═════ EXERCISE MATERIAL

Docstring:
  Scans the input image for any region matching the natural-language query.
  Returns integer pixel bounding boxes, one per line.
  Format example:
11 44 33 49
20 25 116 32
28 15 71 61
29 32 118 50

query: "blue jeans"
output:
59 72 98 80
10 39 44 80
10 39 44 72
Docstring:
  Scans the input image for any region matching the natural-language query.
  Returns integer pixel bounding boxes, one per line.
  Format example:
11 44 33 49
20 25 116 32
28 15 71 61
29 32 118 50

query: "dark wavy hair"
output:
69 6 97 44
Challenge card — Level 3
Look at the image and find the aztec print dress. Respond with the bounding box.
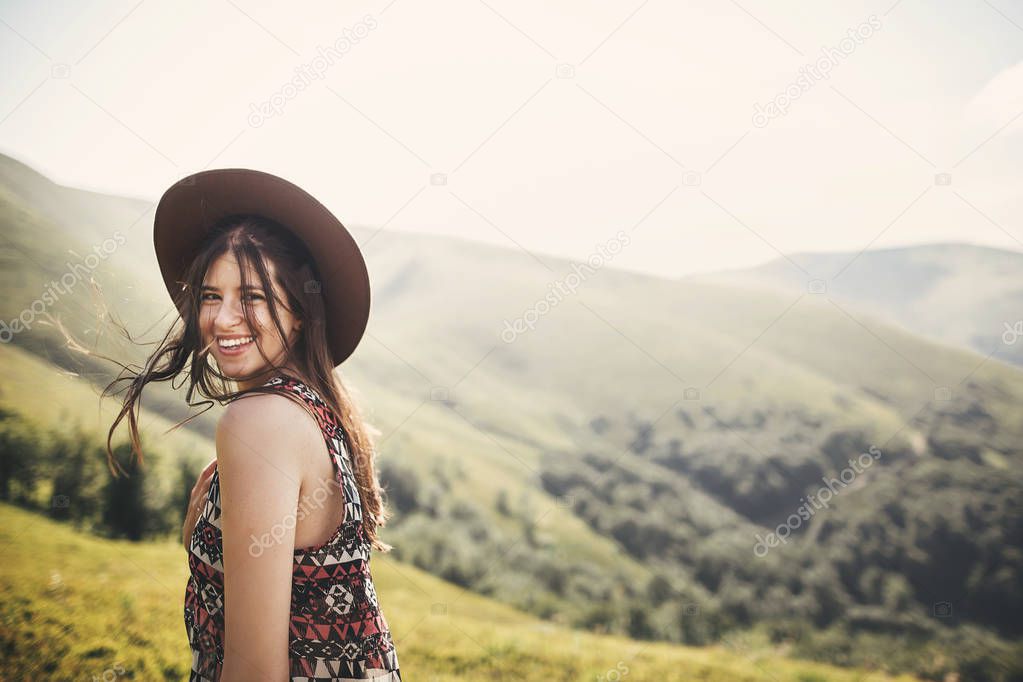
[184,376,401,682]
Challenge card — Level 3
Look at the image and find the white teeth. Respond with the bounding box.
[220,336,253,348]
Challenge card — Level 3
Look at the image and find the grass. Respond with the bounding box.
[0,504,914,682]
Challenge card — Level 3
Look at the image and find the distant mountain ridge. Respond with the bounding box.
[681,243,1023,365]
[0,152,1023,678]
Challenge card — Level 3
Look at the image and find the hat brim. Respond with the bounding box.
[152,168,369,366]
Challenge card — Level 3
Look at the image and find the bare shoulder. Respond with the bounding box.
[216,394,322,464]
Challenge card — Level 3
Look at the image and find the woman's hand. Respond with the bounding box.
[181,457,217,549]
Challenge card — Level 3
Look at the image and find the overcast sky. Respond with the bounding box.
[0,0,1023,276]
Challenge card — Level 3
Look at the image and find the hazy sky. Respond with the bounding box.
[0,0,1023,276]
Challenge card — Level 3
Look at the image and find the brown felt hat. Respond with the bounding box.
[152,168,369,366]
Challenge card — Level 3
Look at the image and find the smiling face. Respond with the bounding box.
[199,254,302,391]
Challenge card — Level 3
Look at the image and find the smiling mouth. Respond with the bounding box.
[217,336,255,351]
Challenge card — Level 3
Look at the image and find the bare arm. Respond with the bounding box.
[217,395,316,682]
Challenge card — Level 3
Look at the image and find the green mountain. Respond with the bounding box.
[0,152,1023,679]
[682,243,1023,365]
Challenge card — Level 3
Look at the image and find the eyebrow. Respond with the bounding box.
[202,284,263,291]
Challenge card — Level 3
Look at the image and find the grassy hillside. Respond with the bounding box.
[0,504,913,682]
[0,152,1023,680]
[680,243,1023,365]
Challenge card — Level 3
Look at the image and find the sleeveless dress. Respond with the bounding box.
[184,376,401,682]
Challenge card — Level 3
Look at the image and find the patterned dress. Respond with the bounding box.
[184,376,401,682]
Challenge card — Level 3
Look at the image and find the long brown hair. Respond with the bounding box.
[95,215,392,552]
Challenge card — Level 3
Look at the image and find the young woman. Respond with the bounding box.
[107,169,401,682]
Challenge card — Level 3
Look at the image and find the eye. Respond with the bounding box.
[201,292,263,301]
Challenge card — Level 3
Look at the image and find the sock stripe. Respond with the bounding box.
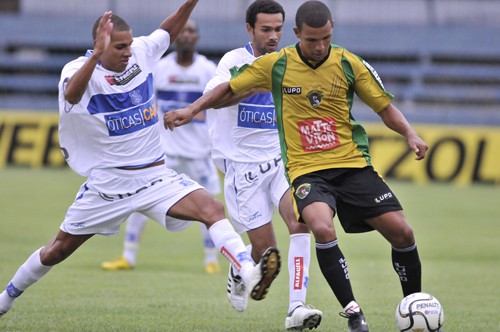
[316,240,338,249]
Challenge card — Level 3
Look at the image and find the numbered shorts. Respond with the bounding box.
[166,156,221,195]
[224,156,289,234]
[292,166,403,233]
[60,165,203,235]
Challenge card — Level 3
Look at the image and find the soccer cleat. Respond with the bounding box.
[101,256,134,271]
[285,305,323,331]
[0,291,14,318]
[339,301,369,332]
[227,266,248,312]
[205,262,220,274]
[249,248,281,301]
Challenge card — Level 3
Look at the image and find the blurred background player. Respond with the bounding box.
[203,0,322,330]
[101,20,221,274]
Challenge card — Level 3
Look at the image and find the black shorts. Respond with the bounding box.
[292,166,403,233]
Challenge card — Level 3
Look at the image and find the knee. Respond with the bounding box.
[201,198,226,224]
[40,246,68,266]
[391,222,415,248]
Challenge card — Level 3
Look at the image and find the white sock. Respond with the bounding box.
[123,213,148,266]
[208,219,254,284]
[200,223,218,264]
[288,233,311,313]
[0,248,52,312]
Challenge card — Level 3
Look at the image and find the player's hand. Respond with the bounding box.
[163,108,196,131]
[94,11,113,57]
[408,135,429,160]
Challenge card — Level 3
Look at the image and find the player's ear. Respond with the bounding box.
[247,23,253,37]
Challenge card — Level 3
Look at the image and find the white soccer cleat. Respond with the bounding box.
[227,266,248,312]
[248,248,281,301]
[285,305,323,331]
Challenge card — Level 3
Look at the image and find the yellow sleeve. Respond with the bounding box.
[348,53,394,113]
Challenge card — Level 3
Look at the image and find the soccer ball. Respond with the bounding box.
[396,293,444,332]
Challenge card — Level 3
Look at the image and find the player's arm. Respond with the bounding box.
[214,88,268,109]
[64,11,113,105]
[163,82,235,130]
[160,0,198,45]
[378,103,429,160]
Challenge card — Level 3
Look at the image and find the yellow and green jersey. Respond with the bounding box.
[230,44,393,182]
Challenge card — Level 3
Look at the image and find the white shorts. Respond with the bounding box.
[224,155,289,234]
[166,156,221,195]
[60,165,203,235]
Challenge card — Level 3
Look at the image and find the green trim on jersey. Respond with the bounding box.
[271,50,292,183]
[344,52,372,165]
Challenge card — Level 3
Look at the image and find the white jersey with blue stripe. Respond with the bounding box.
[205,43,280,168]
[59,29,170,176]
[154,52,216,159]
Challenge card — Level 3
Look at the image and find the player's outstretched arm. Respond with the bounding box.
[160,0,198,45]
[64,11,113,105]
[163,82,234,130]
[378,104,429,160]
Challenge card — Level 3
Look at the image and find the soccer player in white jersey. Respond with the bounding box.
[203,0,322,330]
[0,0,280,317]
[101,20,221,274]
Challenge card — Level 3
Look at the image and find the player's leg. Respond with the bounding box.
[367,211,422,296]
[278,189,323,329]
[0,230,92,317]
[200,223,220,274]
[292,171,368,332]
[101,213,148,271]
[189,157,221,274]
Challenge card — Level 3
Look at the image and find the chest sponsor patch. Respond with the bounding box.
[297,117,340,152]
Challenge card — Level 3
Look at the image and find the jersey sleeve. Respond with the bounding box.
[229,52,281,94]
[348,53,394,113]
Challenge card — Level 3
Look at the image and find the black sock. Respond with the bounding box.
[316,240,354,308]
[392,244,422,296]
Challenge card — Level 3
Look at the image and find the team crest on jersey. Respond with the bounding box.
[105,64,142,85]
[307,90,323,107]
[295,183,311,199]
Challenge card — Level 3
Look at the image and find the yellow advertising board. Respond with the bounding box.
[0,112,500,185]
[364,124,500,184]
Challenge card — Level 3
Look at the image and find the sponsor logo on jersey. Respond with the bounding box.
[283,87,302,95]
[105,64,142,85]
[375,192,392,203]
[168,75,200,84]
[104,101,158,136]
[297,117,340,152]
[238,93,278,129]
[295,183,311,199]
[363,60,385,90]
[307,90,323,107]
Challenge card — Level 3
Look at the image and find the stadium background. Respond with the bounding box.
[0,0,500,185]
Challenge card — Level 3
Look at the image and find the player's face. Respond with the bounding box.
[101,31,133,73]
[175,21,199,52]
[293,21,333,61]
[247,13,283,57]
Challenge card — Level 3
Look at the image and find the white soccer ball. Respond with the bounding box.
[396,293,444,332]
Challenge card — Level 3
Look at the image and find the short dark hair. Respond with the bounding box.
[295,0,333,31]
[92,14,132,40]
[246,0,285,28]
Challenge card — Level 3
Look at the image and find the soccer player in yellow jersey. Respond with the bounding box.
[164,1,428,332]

══════════
═════ EXERCISE MATERIAL

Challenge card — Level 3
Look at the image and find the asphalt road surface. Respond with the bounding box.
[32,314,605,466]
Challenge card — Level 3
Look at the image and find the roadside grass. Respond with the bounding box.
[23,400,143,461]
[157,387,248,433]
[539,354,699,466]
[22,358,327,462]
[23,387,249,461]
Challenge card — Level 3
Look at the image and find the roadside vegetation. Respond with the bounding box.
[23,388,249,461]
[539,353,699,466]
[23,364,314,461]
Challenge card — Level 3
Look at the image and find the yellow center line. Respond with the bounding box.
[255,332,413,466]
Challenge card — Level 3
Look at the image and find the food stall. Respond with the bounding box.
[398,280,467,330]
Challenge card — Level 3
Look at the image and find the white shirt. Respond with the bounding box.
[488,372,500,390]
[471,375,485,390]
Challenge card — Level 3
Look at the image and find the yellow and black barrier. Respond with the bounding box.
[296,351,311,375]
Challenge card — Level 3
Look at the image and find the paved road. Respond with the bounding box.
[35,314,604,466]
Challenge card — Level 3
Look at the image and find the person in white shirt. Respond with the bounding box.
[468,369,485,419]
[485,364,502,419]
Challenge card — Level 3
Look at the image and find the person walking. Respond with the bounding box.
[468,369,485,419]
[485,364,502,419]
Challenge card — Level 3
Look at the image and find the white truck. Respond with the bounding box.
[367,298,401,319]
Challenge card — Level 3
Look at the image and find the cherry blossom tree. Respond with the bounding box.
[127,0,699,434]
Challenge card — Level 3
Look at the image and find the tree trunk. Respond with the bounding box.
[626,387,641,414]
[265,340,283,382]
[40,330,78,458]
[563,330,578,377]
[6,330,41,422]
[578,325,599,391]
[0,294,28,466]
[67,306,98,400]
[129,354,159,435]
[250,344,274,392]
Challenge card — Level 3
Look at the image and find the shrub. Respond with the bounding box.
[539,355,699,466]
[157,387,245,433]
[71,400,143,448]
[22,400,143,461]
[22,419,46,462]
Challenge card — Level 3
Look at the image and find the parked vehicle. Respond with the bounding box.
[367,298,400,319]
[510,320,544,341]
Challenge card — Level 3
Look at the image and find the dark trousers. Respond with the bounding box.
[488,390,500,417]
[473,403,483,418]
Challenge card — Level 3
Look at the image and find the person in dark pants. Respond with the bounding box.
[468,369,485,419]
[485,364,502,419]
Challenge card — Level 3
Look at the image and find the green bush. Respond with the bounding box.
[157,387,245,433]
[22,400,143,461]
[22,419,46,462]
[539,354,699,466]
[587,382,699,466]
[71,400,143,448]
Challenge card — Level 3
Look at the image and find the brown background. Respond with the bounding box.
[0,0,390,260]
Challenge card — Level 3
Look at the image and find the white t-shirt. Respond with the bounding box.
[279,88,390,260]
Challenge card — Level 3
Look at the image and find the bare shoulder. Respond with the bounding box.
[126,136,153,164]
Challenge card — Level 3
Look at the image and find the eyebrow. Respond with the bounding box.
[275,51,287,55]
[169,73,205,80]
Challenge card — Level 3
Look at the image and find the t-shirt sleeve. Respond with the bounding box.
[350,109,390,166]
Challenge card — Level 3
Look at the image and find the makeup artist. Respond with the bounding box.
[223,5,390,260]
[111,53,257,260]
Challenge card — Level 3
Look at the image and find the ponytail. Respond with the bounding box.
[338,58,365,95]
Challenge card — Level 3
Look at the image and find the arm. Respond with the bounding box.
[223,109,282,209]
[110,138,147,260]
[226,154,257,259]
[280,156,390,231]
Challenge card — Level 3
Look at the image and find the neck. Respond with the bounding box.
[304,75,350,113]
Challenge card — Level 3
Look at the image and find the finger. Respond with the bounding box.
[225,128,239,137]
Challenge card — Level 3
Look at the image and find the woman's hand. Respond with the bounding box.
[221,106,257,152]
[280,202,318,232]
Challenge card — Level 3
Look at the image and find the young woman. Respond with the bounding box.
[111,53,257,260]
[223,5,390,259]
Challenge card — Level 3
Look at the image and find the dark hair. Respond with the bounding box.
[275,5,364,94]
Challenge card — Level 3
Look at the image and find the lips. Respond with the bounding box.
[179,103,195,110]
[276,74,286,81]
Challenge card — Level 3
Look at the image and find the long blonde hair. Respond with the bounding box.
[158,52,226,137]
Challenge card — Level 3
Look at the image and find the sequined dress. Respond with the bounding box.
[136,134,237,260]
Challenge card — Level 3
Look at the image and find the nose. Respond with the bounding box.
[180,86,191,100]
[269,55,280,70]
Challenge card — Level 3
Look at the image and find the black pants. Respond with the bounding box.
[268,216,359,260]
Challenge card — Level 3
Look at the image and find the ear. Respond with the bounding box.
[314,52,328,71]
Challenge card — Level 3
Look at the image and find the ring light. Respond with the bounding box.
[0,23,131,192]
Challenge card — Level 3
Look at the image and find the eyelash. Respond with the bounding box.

══════════

How many lines in the data above contain the string "query"? Reply with the number alone.

* [COMPLETE OUTPUT]: 4